Locate the line that contains "leafless tree in the photo above.". Copy it and every following line through the end of the records, exactly, and include nothing else.

__Data for the task__:
···

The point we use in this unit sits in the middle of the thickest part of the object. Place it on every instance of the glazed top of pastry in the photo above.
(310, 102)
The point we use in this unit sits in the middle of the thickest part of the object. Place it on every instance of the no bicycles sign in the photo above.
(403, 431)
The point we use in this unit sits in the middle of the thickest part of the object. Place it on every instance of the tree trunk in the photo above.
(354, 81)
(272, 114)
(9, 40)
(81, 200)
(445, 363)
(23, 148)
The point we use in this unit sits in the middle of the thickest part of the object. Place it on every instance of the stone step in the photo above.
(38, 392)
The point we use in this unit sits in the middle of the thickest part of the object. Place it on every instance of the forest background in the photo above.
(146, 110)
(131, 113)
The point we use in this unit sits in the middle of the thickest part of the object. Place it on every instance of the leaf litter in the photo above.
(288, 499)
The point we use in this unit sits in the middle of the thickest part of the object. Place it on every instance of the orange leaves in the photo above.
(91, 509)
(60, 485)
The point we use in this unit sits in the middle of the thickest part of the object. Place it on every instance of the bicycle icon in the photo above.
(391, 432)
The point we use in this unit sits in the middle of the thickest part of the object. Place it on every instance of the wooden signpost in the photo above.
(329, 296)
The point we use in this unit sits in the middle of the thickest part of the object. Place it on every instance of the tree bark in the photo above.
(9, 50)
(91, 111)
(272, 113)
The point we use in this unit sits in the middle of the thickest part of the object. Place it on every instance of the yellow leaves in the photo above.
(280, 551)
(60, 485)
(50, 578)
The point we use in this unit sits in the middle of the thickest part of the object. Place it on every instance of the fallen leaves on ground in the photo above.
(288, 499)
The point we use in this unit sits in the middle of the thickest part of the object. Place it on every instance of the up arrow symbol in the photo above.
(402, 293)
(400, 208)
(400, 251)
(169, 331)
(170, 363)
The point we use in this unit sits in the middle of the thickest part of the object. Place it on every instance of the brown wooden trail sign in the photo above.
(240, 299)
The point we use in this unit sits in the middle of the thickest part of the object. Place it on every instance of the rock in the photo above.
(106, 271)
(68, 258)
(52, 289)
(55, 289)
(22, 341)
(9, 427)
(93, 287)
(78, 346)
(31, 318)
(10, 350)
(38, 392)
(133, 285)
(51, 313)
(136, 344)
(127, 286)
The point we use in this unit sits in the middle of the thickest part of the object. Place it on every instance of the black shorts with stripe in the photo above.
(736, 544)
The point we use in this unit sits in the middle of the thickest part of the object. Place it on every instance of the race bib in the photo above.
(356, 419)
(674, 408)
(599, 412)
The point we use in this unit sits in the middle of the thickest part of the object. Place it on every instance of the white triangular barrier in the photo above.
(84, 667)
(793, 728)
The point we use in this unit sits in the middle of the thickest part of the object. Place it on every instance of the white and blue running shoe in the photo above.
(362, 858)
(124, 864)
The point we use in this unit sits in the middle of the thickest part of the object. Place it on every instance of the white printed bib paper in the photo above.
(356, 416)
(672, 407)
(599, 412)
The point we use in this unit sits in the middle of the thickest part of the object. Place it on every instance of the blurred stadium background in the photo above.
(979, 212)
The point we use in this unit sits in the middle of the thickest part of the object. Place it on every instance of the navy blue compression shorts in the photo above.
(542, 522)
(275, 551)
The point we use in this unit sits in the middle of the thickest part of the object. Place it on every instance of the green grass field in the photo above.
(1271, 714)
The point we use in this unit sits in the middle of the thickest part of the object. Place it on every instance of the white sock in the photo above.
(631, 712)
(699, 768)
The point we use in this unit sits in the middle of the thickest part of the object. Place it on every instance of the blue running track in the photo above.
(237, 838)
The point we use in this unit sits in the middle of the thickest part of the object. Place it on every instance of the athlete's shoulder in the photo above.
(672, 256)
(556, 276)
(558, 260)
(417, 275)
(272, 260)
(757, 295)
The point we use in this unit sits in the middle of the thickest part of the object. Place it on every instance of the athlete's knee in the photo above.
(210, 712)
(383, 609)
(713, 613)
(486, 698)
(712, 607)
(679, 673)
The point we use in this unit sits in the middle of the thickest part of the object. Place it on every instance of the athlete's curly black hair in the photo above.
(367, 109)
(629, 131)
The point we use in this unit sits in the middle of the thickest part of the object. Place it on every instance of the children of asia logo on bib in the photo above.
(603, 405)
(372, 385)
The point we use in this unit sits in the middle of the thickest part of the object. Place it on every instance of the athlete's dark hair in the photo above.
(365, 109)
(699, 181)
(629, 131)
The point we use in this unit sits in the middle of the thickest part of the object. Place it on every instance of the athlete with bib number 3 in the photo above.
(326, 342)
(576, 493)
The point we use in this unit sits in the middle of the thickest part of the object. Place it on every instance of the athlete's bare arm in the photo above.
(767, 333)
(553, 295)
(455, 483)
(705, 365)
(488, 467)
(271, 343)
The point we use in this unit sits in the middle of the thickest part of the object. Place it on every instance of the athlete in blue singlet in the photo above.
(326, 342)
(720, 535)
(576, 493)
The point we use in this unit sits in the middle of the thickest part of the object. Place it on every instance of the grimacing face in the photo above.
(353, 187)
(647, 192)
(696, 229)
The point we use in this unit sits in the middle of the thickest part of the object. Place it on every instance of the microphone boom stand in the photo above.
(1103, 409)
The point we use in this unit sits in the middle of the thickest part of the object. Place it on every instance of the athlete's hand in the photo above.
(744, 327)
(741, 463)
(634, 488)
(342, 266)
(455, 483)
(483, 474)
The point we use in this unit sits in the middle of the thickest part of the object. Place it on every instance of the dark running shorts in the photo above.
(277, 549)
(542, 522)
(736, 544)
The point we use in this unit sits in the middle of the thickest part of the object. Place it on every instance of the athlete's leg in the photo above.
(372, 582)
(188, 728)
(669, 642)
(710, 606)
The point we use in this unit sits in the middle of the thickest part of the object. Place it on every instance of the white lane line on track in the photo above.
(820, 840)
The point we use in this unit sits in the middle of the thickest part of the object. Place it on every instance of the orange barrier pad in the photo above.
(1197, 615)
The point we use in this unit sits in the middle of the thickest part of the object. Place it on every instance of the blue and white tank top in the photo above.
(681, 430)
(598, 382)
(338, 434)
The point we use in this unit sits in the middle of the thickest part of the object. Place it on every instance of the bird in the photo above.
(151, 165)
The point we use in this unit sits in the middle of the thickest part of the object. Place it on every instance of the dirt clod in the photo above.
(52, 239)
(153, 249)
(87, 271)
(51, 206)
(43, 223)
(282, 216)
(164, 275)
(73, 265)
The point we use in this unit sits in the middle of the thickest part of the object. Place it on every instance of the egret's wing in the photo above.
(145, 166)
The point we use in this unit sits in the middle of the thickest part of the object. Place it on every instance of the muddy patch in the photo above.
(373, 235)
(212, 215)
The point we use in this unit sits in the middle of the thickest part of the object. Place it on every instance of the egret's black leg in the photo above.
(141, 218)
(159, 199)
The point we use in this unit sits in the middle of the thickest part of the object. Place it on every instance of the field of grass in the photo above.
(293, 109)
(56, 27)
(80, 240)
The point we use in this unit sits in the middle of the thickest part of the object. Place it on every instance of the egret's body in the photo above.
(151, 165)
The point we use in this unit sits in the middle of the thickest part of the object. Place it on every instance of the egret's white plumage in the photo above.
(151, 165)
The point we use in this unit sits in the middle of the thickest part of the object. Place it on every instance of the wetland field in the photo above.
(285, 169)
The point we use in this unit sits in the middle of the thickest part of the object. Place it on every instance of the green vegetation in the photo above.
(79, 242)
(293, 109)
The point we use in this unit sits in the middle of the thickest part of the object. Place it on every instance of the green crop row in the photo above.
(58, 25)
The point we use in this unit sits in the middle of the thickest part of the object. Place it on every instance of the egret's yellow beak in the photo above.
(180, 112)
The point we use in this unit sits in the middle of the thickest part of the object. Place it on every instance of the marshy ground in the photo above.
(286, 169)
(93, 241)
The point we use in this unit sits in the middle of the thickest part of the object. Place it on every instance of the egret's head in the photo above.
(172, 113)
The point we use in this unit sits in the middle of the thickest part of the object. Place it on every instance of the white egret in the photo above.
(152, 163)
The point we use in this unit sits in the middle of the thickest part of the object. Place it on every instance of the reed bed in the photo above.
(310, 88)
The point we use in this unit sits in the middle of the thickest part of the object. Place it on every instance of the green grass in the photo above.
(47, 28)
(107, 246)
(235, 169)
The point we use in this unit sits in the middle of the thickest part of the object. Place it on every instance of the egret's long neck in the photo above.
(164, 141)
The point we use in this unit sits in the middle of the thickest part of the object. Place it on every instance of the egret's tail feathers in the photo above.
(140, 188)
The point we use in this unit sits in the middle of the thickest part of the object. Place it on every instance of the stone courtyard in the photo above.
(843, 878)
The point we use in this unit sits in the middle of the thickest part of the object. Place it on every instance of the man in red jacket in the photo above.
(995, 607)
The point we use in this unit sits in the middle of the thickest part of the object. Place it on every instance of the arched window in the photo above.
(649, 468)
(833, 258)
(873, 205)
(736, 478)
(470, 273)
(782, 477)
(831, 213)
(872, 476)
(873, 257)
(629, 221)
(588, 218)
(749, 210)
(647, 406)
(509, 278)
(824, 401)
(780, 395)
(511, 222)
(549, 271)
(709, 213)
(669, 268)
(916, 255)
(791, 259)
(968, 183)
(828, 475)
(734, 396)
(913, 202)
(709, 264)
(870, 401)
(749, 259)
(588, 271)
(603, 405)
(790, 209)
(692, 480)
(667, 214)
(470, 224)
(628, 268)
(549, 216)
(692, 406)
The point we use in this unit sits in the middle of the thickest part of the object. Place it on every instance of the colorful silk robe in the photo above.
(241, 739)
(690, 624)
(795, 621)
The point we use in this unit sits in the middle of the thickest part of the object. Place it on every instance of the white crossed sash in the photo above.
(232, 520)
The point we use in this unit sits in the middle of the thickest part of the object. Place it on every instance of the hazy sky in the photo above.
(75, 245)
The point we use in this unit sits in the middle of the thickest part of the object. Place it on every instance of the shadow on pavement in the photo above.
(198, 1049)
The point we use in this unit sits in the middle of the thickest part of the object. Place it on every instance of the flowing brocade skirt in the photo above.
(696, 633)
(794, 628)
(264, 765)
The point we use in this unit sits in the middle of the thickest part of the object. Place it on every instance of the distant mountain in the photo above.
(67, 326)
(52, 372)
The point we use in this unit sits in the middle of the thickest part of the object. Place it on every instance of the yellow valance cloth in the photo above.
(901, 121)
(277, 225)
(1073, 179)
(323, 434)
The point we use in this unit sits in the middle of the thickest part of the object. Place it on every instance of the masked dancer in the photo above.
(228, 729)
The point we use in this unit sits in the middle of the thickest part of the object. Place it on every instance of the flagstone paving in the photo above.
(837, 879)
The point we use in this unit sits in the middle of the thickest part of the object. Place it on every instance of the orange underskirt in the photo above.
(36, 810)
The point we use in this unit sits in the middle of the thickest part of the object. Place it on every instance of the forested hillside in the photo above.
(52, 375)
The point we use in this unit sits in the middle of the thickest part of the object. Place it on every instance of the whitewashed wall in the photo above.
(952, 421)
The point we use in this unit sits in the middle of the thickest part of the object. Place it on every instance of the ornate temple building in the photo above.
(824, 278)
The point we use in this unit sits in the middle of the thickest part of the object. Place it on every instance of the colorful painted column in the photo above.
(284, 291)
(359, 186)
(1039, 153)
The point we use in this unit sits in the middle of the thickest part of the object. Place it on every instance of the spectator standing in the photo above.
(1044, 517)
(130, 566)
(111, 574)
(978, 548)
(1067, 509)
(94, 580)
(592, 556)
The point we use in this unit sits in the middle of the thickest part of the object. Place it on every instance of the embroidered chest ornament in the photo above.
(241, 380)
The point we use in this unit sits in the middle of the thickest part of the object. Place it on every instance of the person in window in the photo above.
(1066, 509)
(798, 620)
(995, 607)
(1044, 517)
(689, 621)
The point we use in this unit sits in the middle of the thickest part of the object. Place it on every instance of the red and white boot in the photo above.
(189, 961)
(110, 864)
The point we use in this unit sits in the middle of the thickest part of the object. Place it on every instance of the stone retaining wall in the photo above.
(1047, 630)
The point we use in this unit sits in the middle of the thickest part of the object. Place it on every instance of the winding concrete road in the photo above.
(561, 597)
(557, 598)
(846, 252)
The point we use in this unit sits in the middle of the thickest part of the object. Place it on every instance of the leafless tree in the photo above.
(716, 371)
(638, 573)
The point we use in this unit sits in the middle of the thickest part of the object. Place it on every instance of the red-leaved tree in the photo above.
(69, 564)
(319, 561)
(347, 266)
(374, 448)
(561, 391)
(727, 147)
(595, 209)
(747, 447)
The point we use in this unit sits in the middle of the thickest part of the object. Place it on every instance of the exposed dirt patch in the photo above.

···

__Solution to the exercise__:
The point we use in this unit sits in the middle of the thickest part of the object. Place it on every instance of the leafless tree in the photo above.
(716, 371)
(638, 573)
The point we use in this unit sits in the middle of the thickest part of the object. Place it on every instance of the red-leaved tree in the photo above.
(69, 564)
(319, 561)
(347, 266)
(374, 448)
(561, 391)
(727, 147)
(595, 209)
(747, 447)
The point we use in this unit sits in the middle of the thickest part of the object. Place it on every instance of the exposed dirt patch in the photo above.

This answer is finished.